▸ REQUIRED WORK
Recast the entries from the line with "the navy shorts" through the end of the entries as a JSON list of strings, one string per line, leaving out blank lines.
-- Begin --
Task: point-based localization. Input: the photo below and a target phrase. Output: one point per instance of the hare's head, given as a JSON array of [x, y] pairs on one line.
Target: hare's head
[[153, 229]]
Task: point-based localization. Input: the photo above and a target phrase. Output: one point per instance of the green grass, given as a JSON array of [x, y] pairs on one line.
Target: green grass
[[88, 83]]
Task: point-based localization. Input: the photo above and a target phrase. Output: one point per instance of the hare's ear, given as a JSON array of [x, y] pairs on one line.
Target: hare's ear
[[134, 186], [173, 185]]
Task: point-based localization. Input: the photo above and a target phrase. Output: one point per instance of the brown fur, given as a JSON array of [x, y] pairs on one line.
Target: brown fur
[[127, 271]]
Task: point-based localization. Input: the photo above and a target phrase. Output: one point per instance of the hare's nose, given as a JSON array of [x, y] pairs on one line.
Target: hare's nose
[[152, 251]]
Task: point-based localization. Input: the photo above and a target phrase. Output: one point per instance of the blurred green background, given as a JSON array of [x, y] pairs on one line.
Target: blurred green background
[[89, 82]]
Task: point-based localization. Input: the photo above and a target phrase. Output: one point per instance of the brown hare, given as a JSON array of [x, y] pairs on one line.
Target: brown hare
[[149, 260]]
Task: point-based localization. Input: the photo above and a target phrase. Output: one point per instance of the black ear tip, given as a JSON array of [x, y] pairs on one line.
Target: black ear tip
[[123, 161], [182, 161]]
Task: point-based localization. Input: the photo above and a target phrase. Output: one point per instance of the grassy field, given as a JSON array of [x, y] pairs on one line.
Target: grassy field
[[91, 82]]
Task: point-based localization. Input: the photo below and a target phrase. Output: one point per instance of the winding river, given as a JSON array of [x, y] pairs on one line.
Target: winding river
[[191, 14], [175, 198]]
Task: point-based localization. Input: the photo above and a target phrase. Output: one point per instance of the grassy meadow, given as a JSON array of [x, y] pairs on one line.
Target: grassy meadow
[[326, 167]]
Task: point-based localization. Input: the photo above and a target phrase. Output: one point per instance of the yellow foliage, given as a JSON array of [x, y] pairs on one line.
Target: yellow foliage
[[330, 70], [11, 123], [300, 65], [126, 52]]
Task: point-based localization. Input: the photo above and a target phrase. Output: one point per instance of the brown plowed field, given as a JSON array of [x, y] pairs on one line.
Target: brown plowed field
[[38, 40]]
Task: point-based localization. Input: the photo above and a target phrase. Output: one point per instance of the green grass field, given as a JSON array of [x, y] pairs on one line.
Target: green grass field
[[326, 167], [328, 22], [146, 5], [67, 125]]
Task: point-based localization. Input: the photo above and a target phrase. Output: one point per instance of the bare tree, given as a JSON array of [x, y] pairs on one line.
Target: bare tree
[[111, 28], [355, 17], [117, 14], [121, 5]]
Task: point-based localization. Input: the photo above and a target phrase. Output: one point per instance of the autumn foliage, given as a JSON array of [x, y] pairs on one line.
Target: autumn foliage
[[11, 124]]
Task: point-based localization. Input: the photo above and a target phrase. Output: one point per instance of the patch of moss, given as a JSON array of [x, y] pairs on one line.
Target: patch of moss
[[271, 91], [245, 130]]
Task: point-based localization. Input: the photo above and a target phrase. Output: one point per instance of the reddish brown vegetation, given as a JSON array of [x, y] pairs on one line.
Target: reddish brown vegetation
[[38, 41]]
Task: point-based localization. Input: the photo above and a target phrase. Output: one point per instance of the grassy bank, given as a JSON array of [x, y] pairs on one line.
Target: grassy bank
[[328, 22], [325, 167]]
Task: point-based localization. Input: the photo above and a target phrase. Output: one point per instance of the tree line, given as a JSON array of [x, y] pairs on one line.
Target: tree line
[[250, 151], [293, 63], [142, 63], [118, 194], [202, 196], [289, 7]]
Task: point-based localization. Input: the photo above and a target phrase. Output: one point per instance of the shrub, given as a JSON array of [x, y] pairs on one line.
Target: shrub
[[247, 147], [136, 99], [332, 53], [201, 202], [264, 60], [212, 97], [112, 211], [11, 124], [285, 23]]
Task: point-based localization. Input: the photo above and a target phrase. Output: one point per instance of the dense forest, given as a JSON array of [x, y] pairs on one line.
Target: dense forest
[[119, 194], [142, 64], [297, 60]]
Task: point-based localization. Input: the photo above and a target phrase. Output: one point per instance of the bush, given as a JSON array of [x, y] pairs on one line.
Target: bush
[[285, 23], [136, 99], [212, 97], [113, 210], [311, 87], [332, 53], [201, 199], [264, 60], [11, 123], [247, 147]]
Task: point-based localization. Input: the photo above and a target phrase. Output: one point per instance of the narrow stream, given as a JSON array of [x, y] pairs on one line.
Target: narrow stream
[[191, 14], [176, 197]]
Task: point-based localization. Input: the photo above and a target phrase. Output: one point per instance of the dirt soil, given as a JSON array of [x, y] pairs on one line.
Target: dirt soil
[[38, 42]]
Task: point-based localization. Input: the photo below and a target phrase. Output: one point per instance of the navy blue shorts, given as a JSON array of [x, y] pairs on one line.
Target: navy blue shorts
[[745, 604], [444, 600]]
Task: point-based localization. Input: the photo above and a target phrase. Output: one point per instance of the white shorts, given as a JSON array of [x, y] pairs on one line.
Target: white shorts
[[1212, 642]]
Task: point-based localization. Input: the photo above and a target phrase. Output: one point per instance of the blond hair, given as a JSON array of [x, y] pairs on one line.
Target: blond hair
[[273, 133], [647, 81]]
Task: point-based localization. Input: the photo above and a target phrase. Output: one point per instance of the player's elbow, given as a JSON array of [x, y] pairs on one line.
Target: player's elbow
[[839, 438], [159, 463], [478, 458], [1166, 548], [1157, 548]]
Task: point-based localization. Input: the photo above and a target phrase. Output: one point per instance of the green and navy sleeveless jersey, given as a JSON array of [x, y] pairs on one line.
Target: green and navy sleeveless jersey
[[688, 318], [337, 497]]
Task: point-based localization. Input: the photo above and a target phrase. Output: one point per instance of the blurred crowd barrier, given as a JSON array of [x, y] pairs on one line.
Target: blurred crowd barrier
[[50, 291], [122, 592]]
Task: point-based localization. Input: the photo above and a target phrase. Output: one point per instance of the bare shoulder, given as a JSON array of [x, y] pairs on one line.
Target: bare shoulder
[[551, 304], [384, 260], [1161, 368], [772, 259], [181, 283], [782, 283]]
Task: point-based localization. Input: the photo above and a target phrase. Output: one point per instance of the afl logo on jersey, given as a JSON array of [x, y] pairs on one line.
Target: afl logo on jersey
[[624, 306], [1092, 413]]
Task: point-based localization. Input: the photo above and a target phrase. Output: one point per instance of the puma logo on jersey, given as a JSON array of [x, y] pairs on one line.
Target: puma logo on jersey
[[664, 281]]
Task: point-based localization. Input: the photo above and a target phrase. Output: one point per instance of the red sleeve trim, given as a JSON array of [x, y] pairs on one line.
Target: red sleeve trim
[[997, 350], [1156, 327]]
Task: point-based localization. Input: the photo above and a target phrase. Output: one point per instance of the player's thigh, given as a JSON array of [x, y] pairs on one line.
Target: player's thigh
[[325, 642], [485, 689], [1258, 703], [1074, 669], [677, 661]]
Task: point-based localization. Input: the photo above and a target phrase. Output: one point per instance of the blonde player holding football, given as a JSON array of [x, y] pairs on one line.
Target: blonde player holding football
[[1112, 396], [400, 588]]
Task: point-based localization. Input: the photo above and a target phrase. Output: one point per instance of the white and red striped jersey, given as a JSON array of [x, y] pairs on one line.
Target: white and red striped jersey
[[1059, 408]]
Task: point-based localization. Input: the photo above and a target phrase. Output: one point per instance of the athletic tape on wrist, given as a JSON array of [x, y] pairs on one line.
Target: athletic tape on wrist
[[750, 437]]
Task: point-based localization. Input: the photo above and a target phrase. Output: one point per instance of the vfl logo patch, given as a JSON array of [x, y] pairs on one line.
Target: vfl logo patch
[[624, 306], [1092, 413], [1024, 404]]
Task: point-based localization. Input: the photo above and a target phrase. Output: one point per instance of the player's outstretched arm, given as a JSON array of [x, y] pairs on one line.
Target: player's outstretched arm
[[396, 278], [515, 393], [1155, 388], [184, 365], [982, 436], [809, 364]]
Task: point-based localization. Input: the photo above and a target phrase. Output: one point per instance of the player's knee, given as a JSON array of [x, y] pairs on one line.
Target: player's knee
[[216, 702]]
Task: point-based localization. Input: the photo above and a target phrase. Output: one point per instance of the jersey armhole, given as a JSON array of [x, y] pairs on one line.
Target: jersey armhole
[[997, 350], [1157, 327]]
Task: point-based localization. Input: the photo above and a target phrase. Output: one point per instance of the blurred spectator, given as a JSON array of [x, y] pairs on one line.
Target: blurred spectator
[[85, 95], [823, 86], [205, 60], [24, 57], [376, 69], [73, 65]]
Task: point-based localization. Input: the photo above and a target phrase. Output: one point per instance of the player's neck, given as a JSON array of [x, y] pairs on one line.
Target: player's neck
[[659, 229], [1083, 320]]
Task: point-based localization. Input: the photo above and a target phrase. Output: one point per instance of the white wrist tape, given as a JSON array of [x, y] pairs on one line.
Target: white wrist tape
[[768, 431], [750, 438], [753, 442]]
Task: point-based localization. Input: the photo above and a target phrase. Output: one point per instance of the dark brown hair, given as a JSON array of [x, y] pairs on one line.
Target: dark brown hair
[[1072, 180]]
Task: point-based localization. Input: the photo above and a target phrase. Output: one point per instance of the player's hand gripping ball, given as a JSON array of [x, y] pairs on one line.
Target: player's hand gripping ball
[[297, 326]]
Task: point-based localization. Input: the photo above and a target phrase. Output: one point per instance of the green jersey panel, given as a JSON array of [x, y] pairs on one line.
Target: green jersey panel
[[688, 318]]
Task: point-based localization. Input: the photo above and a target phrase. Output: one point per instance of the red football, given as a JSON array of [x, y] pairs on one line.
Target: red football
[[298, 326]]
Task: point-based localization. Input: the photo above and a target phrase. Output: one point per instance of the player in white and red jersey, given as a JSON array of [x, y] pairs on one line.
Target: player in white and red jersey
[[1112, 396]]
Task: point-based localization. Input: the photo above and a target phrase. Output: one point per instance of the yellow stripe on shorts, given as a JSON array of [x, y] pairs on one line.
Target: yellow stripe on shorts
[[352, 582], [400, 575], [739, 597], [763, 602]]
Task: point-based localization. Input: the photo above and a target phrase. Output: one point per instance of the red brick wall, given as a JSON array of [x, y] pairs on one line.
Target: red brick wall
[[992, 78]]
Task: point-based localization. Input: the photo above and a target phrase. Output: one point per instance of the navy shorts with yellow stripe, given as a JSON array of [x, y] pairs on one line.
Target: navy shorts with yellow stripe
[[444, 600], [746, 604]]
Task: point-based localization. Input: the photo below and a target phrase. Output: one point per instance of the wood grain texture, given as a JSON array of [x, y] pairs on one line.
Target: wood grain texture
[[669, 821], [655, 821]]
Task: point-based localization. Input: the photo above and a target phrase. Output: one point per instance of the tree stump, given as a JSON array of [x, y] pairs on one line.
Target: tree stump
-- End --
▸ OUTPUT OF THE TASK
[
  "Task: point-based localization. Input: the photo above and a target phrase. Output: one point per instance of the navy shorts with yellow stripe, given as a JSON array of [x, y] pairs on one line.",
  "Target: navy shorts with yellow stripe",
  "[[444, 600], [746, 604]]",
  "Task: point-based localization. Input: the photo below and a target phrase. Output: one point per instance of the wood grain texture, given as a JSON array of [x, y] pairs on one line.",
  "Target: wood grain texture",
  "[[669, 821], [655, 821]]",
  "Task: point-based localization. Input: the photo above and a target phrase. Output: one point per instance of the tree stump, given as a JSON array of [x, y] pairs on one line.",
  "Target: tree stump"
]